Planting Trees
解题思路
枚举每一个下边界,再枚举其对应的所有上边界,求出其对应区间内的最大最小值,当下边界一样的时候,其最大最小值可以随着上边界减小逐步更新。然后将这些最大最小值分别放入单调队列,初始时设左边界为1,右边界即为当前放入的下标, 高即为此时枚举的高。当当前区间的最大最小值差超过m时,让最大值与最小值中位置靠前的出队,然后左边界变为其出队的下标+1。算出每一个满足条件的面积,取最大值即可。
代码如下
#include <bits/stdc++.h>
#define INF 0x3f3f3f3f
using namespace std;
typedef long long ll;
inline int read(){
int res = 0, w = 0; char ch = 0;
while(!isdigit(ch)){
w |= ch == '-', ch = getchar();
}
while(isdigit(ch)){
res = (res << 3) + (res << 1) + (ch ^ 48);
ch = getchar();
}
return w ? -res : res;
}
const int N = 505;
int a[N][N];
int minn[N], maxx[N];
struct T{
int i, val;
T(int val, int i): val(val), i(i){}
};
int main()
{
int t;
scanf("%d", &t);
while(t --){
int n, m;
n = read(), m = read();
for(int i = 1; i <= n; i ++){
for(int j = 1; j <= n; j ++)
a[i][j] = read();
}
int ans = 0;
for(int i = 1; i <= n; i ++){
for(int j = i; j >= 1; j --){
if(j == i){
for(int k = 1; k <= n; k ++)
minn[k] = maxx[k] = a[j][k];
}
else {
for(int k = 1; k <= n; k ++){
minn[k] = min(minn[k], a[j][k]);
maxx[k] = max(maxx[k], a[j][k]);
}
}
int dq1[N], dq2[N];
int l1, r1, l2, r2;
l1 = l2 = r1 = r2 = 0;
int l = 1;
for(int k = 1; k <= n; k ++){
while(l1 != r1 && minn[dq1[r1 - 1]] > minn[k])
-- r1;
while(l2 != r2 && maxx[dq2[r2 - 1]] < maxx[k])
-- r2;
dq1[r1 ++] = k;
dq2[r2 ++] = k;
while(l1 != r1 && l2 != r2 && maxx[dq2[l2]] - minn[dq1[l1]] > m){
int x1 = dq1[l1];
int x2 = dq2[l2];
l = min(x1, x2) + 1;
if(x1 <= x2)
l1 ++;
if(x1 >= x2)
l2 ++;
}
ans = max(ans, (i - j + 1) * (k - l + 1));
}
}
}
printf("%d
", ans);
}
return 0;
}

# 书面题目 1:
根据原文段落,当前区间的最大最小值差超过m时,应怎样处理队列和左边界?
# 书面题目 2:
用两句话概括原文段落所述的解题思路。

# 数据行:
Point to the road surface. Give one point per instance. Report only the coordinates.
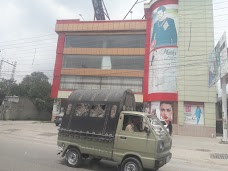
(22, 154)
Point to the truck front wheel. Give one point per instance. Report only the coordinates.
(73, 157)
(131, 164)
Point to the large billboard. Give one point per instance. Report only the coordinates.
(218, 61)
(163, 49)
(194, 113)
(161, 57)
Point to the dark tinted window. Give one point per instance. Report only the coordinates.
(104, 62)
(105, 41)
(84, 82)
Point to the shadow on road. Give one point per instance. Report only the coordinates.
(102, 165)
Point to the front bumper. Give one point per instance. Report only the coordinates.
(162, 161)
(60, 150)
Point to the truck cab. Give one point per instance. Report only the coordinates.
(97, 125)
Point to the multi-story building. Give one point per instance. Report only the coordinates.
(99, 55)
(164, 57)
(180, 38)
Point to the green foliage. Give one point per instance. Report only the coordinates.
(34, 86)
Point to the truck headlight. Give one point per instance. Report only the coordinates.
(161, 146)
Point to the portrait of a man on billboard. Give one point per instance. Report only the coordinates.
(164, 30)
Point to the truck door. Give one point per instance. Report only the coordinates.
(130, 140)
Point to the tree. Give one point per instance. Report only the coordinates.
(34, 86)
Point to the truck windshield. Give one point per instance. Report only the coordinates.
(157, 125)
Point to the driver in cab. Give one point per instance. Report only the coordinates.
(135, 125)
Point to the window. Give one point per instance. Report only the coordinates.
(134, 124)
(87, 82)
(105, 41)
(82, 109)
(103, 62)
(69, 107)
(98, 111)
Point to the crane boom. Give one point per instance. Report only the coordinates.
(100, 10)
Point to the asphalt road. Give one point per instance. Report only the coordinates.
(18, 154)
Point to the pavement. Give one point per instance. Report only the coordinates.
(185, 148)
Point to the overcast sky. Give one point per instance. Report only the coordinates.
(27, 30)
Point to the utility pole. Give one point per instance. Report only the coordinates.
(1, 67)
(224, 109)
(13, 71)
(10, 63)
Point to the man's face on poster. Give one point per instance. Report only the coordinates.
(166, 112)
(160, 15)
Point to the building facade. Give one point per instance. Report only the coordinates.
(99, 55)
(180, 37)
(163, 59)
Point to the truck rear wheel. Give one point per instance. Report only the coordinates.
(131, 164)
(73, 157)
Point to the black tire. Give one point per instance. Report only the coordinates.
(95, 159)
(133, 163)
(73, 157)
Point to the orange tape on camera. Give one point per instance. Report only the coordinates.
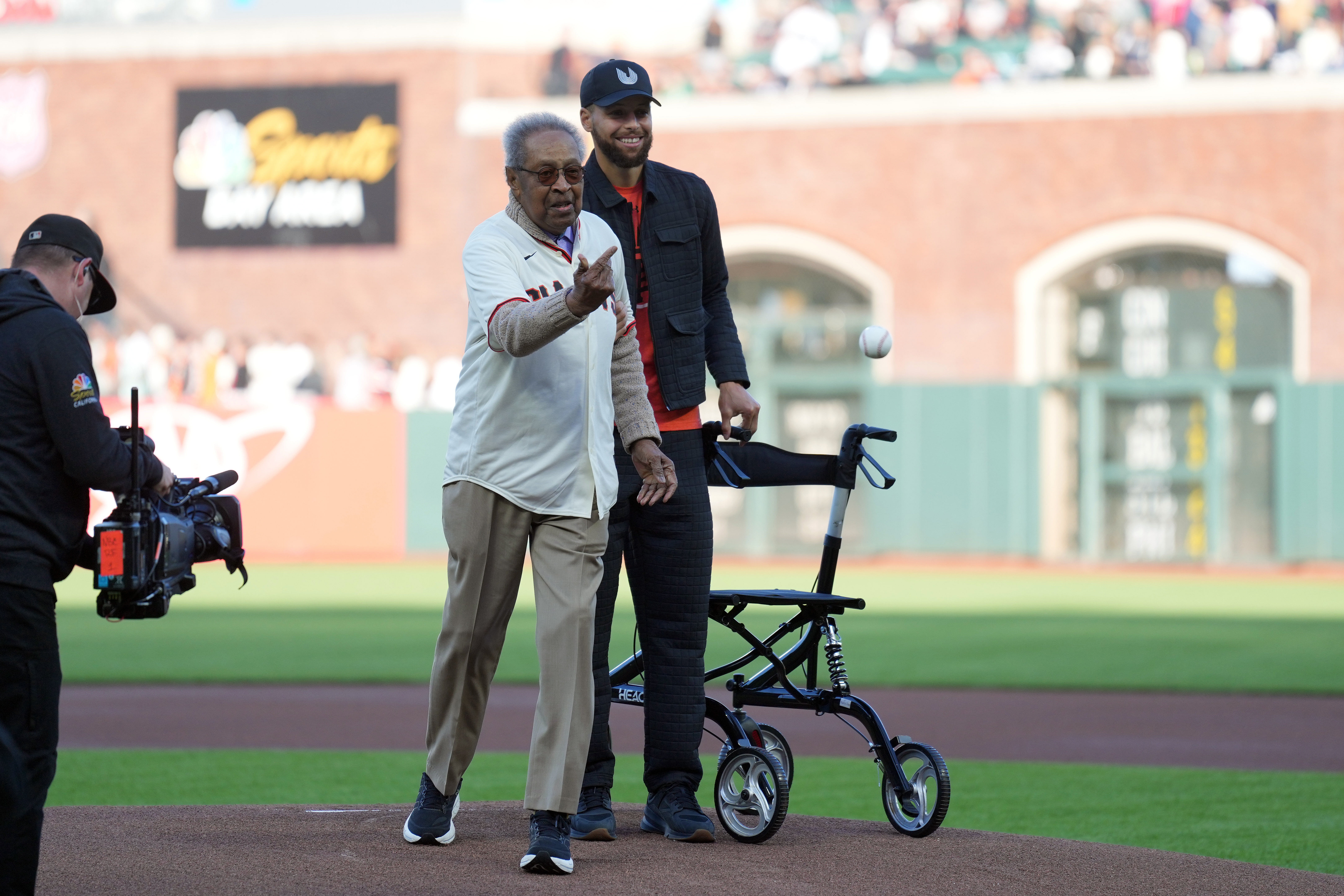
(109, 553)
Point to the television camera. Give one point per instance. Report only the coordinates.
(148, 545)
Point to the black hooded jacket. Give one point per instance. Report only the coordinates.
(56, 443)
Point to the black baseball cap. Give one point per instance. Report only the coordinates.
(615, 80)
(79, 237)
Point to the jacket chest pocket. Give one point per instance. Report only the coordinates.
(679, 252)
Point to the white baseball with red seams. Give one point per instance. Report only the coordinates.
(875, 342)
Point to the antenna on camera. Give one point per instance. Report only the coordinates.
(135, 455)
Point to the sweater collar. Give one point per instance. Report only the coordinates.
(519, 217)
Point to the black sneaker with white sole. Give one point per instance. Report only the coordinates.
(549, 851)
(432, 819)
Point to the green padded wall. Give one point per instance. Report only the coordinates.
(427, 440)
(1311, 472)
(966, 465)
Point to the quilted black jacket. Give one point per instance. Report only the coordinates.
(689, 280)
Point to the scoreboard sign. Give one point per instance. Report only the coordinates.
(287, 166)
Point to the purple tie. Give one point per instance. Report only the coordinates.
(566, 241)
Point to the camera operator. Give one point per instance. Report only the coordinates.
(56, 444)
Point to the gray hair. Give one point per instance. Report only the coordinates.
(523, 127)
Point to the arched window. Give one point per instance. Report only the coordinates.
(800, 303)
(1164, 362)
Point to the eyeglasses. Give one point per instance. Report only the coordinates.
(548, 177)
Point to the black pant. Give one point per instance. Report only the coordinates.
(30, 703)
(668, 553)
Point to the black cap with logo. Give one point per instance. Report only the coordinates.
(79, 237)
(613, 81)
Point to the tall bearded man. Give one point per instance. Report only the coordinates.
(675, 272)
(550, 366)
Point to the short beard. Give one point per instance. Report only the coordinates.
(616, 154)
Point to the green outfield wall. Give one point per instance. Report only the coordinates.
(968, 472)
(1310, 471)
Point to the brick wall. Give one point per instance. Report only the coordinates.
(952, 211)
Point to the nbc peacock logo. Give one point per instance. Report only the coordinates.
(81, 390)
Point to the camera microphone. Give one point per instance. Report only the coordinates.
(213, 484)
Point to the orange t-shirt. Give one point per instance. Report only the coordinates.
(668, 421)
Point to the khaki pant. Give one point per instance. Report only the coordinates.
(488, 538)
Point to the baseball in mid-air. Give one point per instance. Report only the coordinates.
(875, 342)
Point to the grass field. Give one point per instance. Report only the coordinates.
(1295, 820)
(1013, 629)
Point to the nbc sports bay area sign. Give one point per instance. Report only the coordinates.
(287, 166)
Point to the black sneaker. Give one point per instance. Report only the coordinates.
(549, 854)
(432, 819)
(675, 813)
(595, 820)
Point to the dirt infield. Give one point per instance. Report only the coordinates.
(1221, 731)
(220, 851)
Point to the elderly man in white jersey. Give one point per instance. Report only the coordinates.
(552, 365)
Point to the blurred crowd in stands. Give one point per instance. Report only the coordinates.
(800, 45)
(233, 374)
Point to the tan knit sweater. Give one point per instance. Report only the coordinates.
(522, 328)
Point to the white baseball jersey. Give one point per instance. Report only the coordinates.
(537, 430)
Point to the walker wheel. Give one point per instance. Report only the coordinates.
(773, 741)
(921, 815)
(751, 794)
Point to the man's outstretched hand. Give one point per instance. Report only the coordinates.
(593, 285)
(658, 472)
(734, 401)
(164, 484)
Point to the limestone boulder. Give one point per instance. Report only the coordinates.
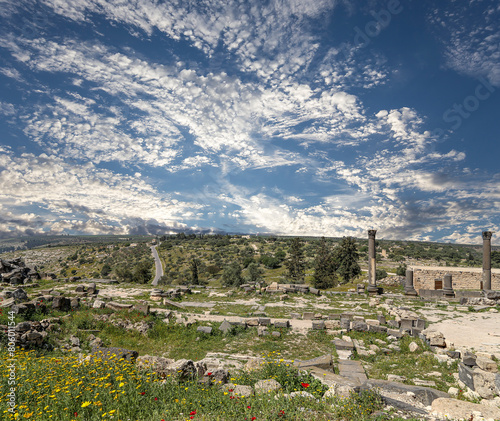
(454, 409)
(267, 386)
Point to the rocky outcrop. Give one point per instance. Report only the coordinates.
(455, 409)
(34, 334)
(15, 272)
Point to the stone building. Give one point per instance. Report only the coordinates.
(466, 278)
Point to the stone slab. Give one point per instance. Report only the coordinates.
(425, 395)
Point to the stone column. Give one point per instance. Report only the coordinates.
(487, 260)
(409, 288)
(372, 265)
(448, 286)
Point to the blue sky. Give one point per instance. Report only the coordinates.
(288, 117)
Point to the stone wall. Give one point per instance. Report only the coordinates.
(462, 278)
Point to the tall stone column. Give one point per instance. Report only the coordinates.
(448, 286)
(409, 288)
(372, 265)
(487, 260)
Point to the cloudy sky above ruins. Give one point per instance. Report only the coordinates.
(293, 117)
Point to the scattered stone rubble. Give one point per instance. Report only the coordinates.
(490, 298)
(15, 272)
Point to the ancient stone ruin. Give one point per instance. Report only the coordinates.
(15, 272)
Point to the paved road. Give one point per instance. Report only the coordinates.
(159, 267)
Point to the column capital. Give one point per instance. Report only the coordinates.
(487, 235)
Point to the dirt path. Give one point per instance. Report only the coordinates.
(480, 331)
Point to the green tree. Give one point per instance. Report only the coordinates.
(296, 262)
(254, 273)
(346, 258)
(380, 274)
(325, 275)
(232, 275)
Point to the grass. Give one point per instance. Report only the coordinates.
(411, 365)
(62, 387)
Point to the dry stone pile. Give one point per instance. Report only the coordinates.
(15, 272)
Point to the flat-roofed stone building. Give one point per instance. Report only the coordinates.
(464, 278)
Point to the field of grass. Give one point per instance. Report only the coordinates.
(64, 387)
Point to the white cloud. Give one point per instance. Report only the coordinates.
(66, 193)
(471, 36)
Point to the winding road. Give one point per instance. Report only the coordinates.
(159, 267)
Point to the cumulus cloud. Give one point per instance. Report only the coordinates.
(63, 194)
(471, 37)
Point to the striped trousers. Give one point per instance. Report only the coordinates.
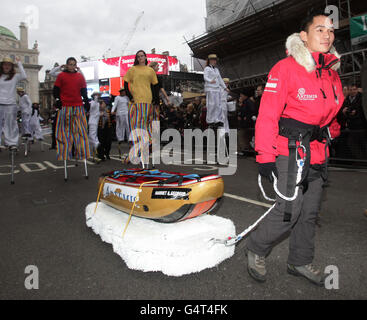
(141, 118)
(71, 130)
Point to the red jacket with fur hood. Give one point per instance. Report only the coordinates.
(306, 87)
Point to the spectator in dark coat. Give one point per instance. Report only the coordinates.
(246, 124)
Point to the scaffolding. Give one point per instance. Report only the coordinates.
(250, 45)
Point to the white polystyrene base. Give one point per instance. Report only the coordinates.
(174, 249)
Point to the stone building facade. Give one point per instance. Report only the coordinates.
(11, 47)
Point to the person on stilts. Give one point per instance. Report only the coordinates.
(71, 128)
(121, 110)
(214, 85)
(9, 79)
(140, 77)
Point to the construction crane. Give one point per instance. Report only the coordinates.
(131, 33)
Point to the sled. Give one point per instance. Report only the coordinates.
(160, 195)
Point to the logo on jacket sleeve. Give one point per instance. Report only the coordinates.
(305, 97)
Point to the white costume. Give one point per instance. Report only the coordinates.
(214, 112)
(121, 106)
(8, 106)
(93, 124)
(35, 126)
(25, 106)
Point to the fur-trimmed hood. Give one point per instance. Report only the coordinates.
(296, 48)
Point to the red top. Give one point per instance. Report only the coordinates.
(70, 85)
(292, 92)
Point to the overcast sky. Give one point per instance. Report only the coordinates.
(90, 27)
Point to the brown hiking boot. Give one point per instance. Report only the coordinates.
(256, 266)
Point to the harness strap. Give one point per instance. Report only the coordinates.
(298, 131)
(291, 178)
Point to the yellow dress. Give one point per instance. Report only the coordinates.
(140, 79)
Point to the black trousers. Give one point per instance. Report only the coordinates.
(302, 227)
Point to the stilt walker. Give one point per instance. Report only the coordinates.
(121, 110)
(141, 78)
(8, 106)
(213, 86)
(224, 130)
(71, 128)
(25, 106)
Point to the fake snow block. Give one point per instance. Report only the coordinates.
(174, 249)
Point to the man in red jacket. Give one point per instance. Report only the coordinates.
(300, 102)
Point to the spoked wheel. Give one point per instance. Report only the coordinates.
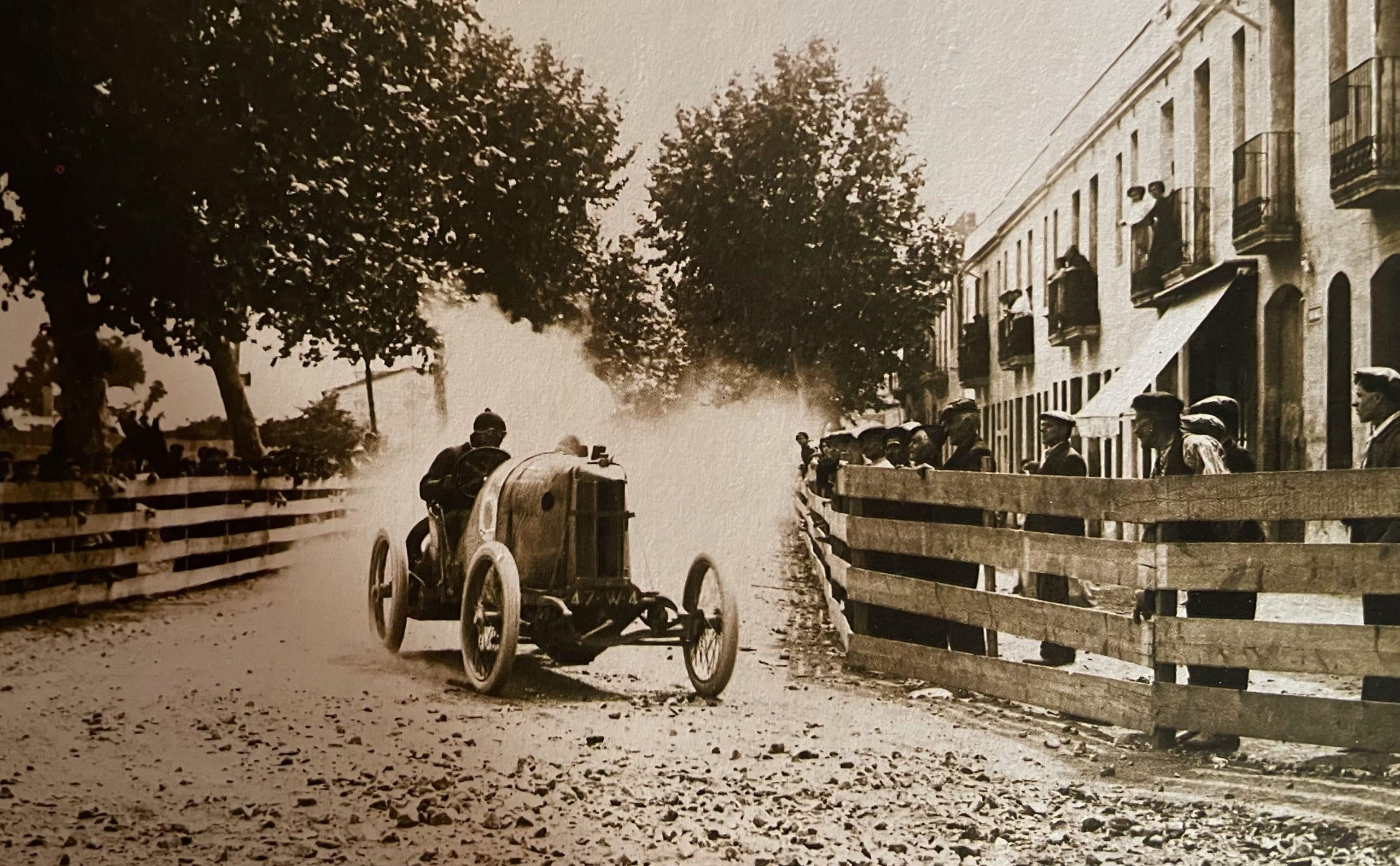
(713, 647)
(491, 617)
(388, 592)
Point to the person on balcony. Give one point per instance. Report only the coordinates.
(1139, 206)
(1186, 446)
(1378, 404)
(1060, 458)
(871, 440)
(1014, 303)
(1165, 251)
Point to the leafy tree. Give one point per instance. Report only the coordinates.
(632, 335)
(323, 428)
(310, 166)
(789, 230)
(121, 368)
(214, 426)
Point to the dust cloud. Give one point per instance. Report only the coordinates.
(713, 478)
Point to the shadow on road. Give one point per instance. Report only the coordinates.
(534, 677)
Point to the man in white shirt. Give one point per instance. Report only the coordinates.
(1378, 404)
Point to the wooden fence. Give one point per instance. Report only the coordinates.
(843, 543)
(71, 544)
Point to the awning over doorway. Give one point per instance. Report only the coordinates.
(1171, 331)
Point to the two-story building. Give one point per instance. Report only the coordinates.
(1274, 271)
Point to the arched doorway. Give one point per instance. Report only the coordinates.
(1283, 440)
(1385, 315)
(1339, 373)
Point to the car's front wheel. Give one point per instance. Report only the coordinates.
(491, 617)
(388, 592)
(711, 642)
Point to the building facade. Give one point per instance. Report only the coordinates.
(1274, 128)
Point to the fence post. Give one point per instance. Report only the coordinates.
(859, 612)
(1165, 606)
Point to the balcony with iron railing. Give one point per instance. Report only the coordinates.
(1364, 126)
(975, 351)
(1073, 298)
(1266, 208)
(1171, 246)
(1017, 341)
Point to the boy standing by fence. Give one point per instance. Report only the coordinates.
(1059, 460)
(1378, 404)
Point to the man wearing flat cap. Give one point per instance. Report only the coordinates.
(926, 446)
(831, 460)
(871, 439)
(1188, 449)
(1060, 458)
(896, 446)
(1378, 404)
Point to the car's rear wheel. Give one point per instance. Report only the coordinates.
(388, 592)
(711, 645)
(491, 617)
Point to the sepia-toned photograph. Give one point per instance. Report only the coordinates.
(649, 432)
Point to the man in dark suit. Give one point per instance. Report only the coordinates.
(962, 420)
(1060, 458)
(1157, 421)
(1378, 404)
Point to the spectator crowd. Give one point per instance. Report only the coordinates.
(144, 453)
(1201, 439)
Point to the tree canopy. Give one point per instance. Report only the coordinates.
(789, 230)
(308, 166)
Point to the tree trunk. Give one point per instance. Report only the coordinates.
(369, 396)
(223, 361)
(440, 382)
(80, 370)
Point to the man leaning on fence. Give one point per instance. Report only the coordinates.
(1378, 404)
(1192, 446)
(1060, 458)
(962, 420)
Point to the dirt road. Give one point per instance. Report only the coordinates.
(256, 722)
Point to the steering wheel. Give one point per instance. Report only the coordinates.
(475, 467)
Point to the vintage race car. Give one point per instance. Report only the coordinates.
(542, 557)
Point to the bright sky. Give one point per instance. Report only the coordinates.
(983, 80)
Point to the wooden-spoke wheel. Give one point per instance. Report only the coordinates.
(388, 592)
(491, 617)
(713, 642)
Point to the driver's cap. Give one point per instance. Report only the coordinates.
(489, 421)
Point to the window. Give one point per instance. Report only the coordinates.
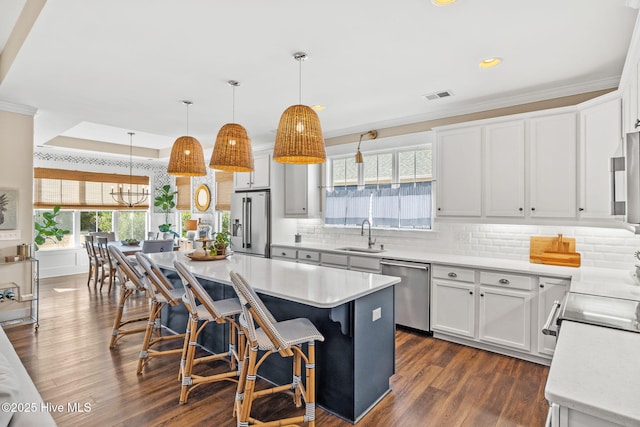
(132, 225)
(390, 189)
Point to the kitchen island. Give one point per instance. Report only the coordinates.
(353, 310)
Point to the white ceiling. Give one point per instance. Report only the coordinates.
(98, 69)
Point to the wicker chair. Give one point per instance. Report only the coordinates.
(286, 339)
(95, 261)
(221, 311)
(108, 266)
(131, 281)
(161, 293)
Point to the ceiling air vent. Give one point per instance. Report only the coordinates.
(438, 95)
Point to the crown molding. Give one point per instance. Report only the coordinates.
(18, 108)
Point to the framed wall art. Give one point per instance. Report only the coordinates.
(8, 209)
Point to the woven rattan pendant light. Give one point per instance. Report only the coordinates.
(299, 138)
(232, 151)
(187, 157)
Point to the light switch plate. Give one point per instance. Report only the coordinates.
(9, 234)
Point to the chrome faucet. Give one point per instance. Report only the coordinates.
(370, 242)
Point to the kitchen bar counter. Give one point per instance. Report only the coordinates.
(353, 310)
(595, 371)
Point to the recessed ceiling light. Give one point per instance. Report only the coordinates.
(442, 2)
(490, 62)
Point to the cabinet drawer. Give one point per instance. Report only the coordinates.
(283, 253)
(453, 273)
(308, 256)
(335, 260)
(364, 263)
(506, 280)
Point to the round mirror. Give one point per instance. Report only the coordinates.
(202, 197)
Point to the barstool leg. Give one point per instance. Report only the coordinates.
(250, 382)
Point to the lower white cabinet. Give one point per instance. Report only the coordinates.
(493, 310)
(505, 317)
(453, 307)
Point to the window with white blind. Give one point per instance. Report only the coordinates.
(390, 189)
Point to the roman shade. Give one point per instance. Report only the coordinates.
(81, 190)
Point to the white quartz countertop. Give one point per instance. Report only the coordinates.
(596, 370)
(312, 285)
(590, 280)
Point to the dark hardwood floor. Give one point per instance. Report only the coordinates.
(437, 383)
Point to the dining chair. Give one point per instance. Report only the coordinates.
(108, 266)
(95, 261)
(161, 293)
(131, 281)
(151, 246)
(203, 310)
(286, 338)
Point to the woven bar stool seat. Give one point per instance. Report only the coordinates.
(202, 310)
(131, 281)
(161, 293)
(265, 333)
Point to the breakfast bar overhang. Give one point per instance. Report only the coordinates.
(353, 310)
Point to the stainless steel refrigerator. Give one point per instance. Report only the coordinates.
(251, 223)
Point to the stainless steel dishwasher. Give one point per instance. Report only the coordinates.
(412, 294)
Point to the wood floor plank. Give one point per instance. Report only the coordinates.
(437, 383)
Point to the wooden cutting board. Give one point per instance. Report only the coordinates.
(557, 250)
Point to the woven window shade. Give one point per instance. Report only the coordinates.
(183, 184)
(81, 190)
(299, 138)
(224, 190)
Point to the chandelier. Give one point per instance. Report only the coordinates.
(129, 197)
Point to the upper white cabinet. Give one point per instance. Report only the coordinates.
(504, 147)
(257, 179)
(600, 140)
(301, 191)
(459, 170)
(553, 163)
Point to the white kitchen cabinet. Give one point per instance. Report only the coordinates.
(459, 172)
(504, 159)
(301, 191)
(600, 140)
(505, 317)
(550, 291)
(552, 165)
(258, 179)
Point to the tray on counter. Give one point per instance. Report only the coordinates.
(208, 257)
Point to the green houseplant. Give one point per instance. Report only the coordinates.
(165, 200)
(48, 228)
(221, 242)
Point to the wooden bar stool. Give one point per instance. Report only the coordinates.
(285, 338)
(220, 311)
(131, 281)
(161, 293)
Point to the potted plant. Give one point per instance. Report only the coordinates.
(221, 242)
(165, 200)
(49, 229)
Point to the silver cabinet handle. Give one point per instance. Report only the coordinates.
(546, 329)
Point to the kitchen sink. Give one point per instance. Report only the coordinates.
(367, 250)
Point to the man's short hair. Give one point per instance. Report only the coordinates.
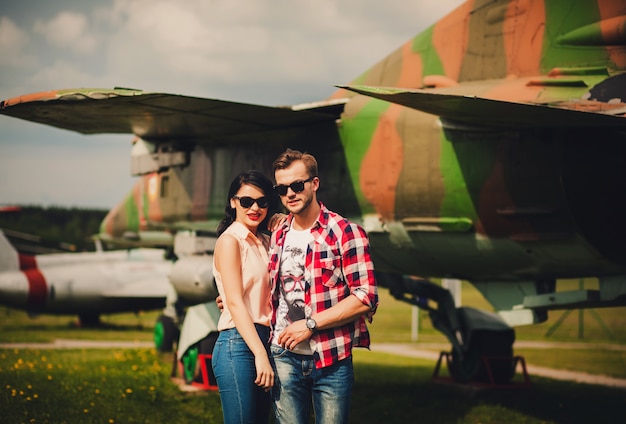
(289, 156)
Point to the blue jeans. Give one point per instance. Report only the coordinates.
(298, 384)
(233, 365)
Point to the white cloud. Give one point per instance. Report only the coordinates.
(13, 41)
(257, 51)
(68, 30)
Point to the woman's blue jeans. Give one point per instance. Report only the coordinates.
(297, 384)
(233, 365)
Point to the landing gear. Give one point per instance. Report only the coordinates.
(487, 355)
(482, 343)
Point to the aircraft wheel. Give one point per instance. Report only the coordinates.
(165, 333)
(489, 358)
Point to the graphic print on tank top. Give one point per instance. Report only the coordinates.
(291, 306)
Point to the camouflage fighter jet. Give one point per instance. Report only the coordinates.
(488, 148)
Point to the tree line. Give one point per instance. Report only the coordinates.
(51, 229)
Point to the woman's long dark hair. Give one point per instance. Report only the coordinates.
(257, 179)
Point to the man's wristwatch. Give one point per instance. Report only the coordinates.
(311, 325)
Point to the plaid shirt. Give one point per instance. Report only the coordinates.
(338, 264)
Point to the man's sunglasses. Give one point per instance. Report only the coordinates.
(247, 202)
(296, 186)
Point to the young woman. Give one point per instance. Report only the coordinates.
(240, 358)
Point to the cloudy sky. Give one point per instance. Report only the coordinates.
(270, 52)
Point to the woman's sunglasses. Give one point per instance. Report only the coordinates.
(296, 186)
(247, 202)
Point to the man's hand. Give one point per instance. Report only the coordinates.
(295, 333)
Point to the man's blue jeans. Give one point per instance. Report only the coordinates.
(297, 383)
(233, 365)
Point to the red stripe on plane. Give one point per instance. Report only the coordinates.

# 练习结果 1:
让最大值与最小值中位置靠前的出队,并把左边界改为其出队的下标加1。

# 练习结果 2:
该解法枚举每一个下边界及其对应的所有上边界,求出对应区间内的最大最小值,且在下边界相同时随上边界减小逐步更新。随后把这些最大最小值分别放入单调队列,差超过m时让位置靠前的出队并移动左边界,最后算出每一个满足条件的面积并取最大值。